Tally the lines in the material below that contain the string "coffee". Reply with the number alone.

• [DATA EXTRACT]:
◆ ◆ ◆ ◆ ◆ ◆ ◆

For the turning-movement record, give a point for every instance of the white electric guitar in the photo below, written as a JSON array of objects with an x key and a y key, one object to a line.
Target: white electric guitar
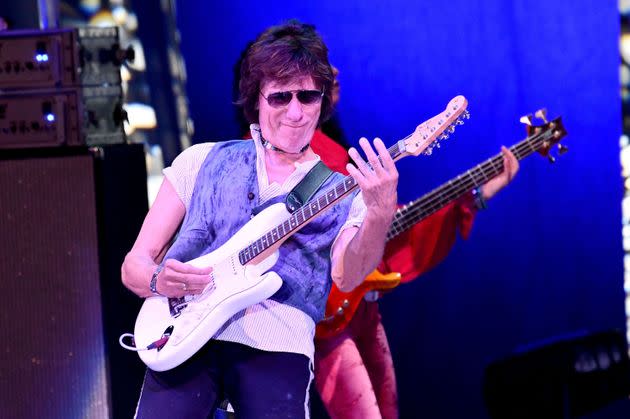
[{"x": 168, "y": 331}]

◆ ◆ ◆ ◆ ◆ ◆ ◆

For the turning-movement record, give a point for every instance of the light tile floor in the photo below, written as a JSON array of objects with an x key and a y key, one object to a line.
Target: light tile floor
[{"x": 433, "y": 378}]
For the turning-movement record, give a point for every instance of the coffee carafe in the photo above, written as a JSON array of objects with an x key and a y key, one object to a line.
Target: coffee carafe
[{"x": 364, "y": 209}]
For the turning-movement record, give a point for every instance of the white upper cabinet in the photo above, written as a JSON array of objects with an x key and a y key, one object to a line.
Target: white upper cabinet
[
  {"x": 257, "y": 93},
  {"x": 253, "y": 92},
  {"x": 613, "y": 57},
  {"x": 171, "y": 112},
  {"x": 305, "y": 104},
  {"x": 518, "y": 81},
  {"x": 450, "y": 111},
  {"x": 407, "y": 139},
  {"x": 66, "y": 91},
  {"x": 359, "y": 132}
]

◆ ◆ ◆ ◆ ◆ ◆ ◆

• [EXPECTED ANSWER]: 2